** Exercise instructions **
[1] In the chimney liner cost guide, rewrite the stretch from "Aluminum: $625 to" through "to 10 years.", putting "typical" in place of "realistic".
[2] Convert the listing below into a Markdown table with the columns Row and Line, giving each nonblank line its own numbered row. Leave the pictures out of the table.

** Quoted passage **
How Much Does Chimney Liner Replacement Cost? [2026 Data]

Chimney liner replacement costs between $625 and $10,000, with most homeowners paying around $2,500 nationally. Price depends on four things: the material you choose, your chimney’s height and access, whether the old liner needs removing, and what appliance the liner vents. A simple aluminum kit for a gas water heater can land under $1,000 installed. A stainless steel liner for a wood-burning fireplace in a two-story colonial runs $3,000 to $5,500. A cast-in-place liner for a severely damaged masonry chimney can push past $7,000.
This guide breaks down what each of those scenarios actually costs, which liner material the National Fire Protection Association’s standards allow for your specific setup, and how to tell whether your chimney needs a full reline or something cheaper.
Which situation describes you?
Most people reading this fall into one of three groups, and each group is looking for different numbers.
You just had an inspection and the inspector said you need a new liner. Jump to the decision framework further down — the first question is whether the damage actually requires full replacement or whether a ceramic coating would fix it at roughly half the cost.
You’re buying a home and the inspection flagged a missing or deteriorated liner. You need ballpark numbers for negotiation. The material-by-material breakdown below is what you want.
You’re converting to a new heating appliance (switching from oil to gas, adding a wood stove, etc.) and need to budget for compliant venting. Skip to the “matching liner to appliance” section — getting this wrong creates real safety problems.
Chimney liner cost by material

Chimney liner cost by material
The material you choose accounts for more of your total cost than any other factor. Here’s what each option runs, installed, for a typical single-story to two-story chimney.
Aluminum: $625 to $2,000. The cheapest option, and also the most limited. Aluminum is only approved for venting mid-efficiency natural gas appliances — think gas water heaters and some older gas furnaces. It’s not legal or safe for wood, pellets, oil, coal, or high-efficiency gas (90%+ AFUE condensing units). Aluminum also corrodes faster than stainless, with a realistic service life of 5 to 10 years.

** Material for this exercise **
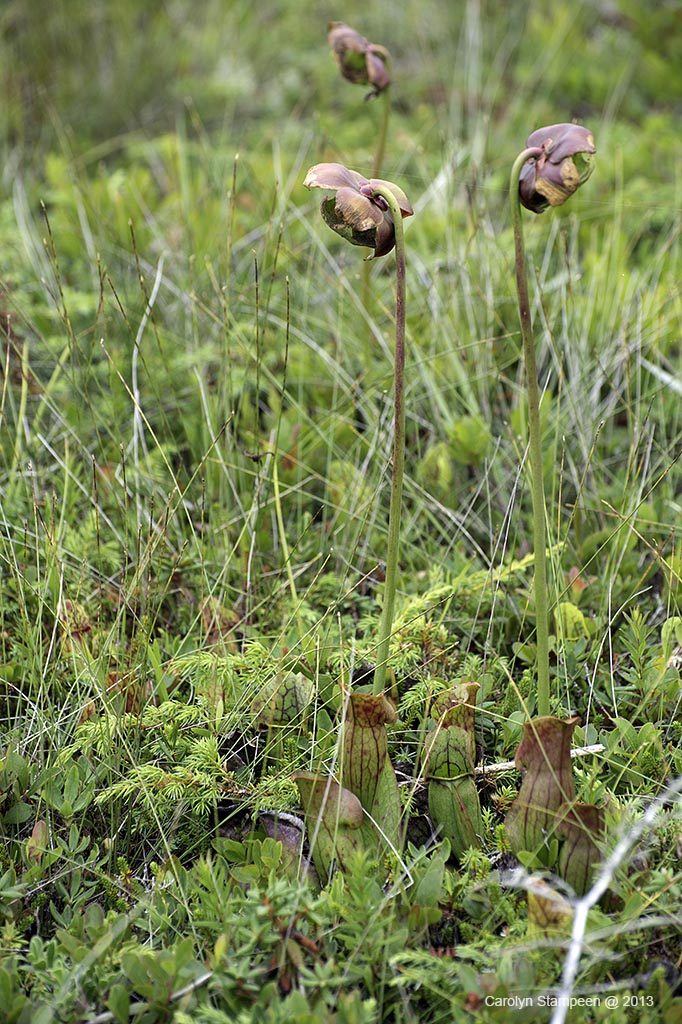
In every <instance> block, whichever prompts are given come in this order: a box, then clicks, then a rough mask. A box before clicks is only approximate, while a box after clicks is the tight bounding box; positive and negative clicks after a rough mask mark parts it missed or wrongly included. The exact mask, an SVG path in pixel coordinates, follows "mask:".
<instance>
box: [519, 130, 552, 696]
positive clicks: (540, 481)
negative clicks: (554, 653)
mask: <svg viewBox="0 0 682 1024" xmlns="http://www.w3.org/2000/svg"><path fill="white" fill-rule="evenodd" d="M542 152H543V151H542V150H540V148H536V147H532V148H529V150H524V151H523V153H520V154H519V155H518V157H517V158H516V160H515V161H514V165H513V167H512V171H511V177H510V180H509V199H510V202H511V216H512V224H513V226H514V248H515V257H516V259H515V262H516V292H517V295H518V314H519V319H520V324H521V338H522V340H523V361H524V364H525V380H526V388H527V395H528V433H529V441H530V480H531V495H532V547H534V552H535V562H536V577H535V599H536V602H535V603H536V631H537V632H536V640H537V644H538V665H537V672H538V715H539V716H542V715H549V710H550V709H549V696H550V685H549V608H548V604H549V597H548V589H547V539H546V532H545V484H544V479H543V440H542V428H541V425H540V389H539V387H538V367H537V364H536V347H535V343H534V339H532V326H531V324H530V303H529V301H528V279H527V272H526V264H525V252H524V248H523V225H522V223H521V204H520V202H519V197H518V179H519V175H520V173H521V168H522V167H523V164H524V163H525V162H526V160H528V159H529V158H530V157H538V156H539V155H540V154H541V153H542Z"/></svg>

** Answers for each item **
[1]
Aluminum: $625 to $2,000. The cheapest option, and also the most limited. Aluminum is only approved for venting mid-efficiency natural gas appliances — think gas water heaters and some older gas furnaces. It’s not legal or safe for wood, pellets, oil, coal, or high-efficiency gas (90%+ AFUE condensing units). Aluminum also corrodes faster than stainless, with a typical service life of 5 to 10 years.

[2]
| Row | Line |
|---|---|
| 1 | In every <instance> block, whichever prompts are given come in this order: a box, then clicks, then a rough mask. A box before clicks is only approximate, while a box after clicks is the tight bounding box; positive and negative clicks after a rough mask mark parts it missed or wrongly included. The exact mask, an SVG path in pixel coordinates, follows "mask:". |
| 2 | <instance> |
| 3 | box: [519, 130, 552, 696] |
| 4 | positive clicks: (540, 481) |
| 5 | negative clicks: (554, 653) |
| 6 | mask: <svg viewBox="0 0 682 1024" xmlns="http://www.w3.org/2000/svg"><path fill="white" fill-rule="evenodd" d="M542 152H543V151H542V150H540V148H536V147H532V148H529V150H524V151H523V153H520V154H519V155H518V157H517V158H516V160H515V161H514V165H513V167H512V171H511V177H510V180H509V199H510V202H511V216H512V224H513V226H514V248H515V257H516V259H515V262H516V292H517V295H518V314H519V319H520V324H521V338H522V340H523V361H524V364H525V380H526V388H527V395H528V433H529V441H530V480H531V495H532V547H534V552H535V562H536V577H535V599H536V602H535V603H536V631H537V632H536V640H537V644H538V665H537V672H538V715H539V716H542V715H549V710H550V709H549V696H550V685H549V608H548V604H549V597H548V589H547V539H546V532H545V484H544V479H543V440H542V428H541V425H540V389H539V387H538V367H537V364H536V347H535V343H534V339H532V326H531V324H530V303H529V301H528V279H527V272H526V264H525V252H524V248H523V225H522V223H521V204H520V202H519V197H518V179H519V175H520V173H521V168H522V167H523V164H524V163H525V162H526V160H528V159H529V158H530V157H538V156H539V155H540V154H541V153H542Z"/></svg> |